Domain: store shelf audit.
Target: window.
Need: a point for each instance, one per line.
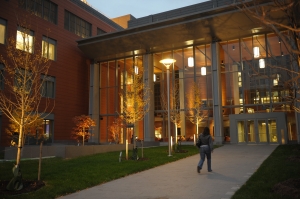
(49, 48)
(48, 88)
(24, 40)
(77, 25)
(42, 8)
(1, 76)
(22, 81)
(100, 31)
(2, 30)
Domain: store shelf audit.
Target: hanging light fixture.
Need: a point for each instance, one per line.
(203, 71)
(262, 63)
(256, 52)
(190, 62)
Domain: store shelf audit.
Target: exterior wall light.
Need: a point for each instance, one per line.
(203, 71)
(190, 62)
(256, 52)
(262, 63)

_GOAL OF THE EXERCISE_
List every line of the records above as a numbered list, skipping any blank lines and leaving out the pictures.

_RESULT_
1. Domain: store shelf audit.
2. Target: window.
3. Need: a point for each instance, one per line.
4. (49, 48)
5. (48, 88)
6. (24, 40)
7. (77, 25)
8. (42, 8)
9. (1, 76)
10. (22, 81)
11. (100, 31)
12. (2, 30)
13. Domain: store shelf audit.
14. Target: hanging light fixture.
15. Need: a point for each instance, one per line.
16. (203, 71)
17. (262, 63)
18. (256, 52)
19. (190, 62)
20. Domain: store shelf audit.
21. Target: exterior wall light.
22. Need: a point for each instance, one per line.
23. (203, 71)
24. (190, 62)
25. (256, 52)
26. (262, 63)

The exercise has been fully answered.